>> begin Given passage

NOAA/CIMSS ProbTor with a Severe Thunderstorm over Florida

April 6th, 2017 |

GOES-16 “Red” Band (0.64 µm) from 1222 through 1517 UTC on 6 April 2017 (Click to animate)

GOES-16 data posted on this page are preliminary, non-operational data and are undergoing testing.

GOES-16 Visible Imagery early on 6 April 2017 showed a strong thunderstorm developing north of Lake Okeechobee and proceeding east towards the Atlantic Coast near Vero Beach (1-minute or 30-second imagery was not available over Florida because the GOES-16 Mesoscale Sectors were in their default locations; routine 5-minute CONUS imagery is shown above).

Clean Infrared  Window channel (10.33 µm) imagery from 1400-1500 UTC, taken from AWIPS, below, shows a well-developed albeit weakening storm that is moving off the coast. A pronounced Overshooting Top/Thermal Couplet is present at 1402 UTC; the brightness temperature of the overshoot is -77º C, and the downwind warm trench is -62º C.

GOES-16 Clean Infrared Window Band (10.3 µm) from 1402 through 1457 UTC on 6 April 2017 (Click to animate)

The NOAA/CIMSS ProbTor product was monitoring this storm as it moved eastward through central Florida. The animation below shows the cell strengthening rapidly after 1310 UTC, and maintaining large ProbTor values for about an hour, after which time values collapsed.

NOAA/CIMSS ProbTor product from 1256 through 1444 UTC on 6 April 2017 (Click to animate)

The time series below shows ProbTor as a function of time (1232-1444 UTC). The different parameters that are used in the computation of ProbTor are plotted as well. The times of the Severe Weather Warnings issued by the National Weather Service are drawn along the horizontal axis. The three wind events noted as vertical magenta lines (wind events taken from the Storm Prediction Center Storm Reports) occur within the envelope of highest ProbTor probabilities.

Plot of NOAA/CIMSS ProbTor values from 1232 through 1444 UTC on 6 April 2017. Vertical magenta lines are wind damage reports from SPC (Click to animate)

>> end Given passage
>> begin Supplied entries

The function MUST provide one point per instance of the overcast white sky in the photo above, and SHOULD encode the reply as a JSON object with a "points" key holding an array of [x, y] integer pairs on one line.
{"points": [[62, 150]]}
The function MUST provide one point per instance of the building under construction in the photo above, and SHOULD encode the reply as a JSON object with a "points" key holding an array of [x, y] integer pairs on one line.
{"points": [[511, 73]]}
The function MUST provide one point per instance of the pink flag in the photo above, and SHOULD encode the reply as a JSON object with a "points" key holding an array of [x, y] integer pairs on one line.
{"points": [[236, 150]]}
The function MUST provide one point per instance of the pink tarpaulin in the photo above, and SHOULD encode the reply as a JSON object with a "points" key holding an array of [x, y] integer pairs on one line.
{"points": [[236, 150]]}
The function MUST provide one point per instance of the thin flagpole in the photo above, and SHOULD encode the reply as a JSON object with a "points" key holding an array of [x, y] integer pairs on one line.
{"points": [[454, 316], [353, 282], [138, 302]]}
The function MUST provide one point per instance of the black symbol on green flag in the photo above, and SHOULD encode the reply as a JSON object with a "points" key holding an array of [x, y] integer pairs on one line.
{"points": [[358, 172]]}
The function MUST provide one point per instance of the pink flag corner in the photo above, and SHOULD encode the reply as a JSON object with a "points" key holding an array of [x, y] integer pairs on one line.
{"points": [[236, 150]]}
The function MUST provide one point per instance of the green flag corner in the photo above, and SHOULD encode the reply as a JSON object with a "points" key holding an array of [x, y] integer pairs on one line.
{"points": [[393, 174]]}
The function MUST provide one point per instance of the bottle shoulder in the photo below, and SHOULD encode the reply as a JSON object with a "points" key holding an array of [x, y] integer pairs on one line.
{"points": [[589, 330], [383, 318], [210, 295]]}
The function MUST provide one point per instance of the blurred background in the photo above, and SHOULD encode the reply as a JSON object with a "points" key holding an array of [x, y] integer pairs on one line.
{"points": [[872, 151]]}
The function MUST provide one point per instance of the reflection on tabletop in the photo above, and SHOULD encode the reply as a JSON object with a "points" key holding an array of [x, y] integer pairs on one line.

>> end Supplied entries

## Tasks to perform:
1/ Answer these questions about the Florida thunderstorm write-up:
(a) Where did the strong thunderstorm develop?
(b) What was the brightness temperature of the overshoot at 1402 UTC?
(c) Where were the wind events shown as vertical magenta lines taken from?
2/ Can you sum up the Florida thunderstorm write-up in two sentences?
3/ Carry on the Florida thunderstorm write-up from its final line.

## Results in order:
1/
(a) North of Lake Okeechobee
(b) -77º C
(c) The Storm Prediction Center Storm Reports

2/ GOES-16 imagery on 6 April 2017 showed a strong thunderstorm developing north of Lake Okeechobee and moving east toward the Atlantic Coast near Vero Beach, with a pronounced Overshooting Top/Thermal Couplet at 1402 UTC. The NOAA/CIMSS ProbTor product showed the storm strengthening rapidly after 1310 UTC and keeping large values for about an hour, and the three wind events fell within the envelope of highest ProbTor probabilities.

3/
Note: NOAA/CIMSS ProbSevere Products — ProbHail, ProbWind, ProbTornado and the 2016 version of ProbSevere are all run using legacy GOES data (GOES-13 and GOES-15). GOES-16 data can be incorporated into this tool only after the statistical model has been trained on GOES-16 data, and that has not yet happened; A GOES-16 version is planned for the 2018 convective season.

With 16 Channels, the ABI on GOES-16 allows many different views of the same event. The animation below includes the 1/2-km resolution 0.64 µm “Red” Visible channel, the Snow/Ice channel (1.61 µm, 1-km resolution) that distinguished between clouds made of water droplets and clouds made of ice because ice strongly absorbs radiation at 1.61 µm and hence reflectances are smaller and the cloud appears less white, the Cirrus channel (1.378 µm, 2-km resolution) that highlights high clouds because radiation at the wavelength is very strongly absorbed by water vapor so reflectance from low-level clouds cannot escape to space before it is absorbed, and the Clean Infrared Window channel (10.33 µm, 2-km resolution) that affords a view that is least affected by water vapor absoption. In the animation below, the coastline does not become visible in the Cirrus channel because of strong absorption of radiation at that wavelength by water vapor. The Cirrus clouds in the 1.61 µm channel are considerably darker because of absorption by ice of radiation at that wavelength; a few water-based clouds do appear in the scene and are bright: 1.61 µm radiation is reflected quite well by water droplets.

GOES-16 “Red” Visible Band (0.64 µm), Snow/Ice Band (1.61 µm), Cirrus Band (1.378 µm) and Clean Infrared Window (10.33 µm) from 1222 through 1517 UTC on 6 April 2017 (Click to animate)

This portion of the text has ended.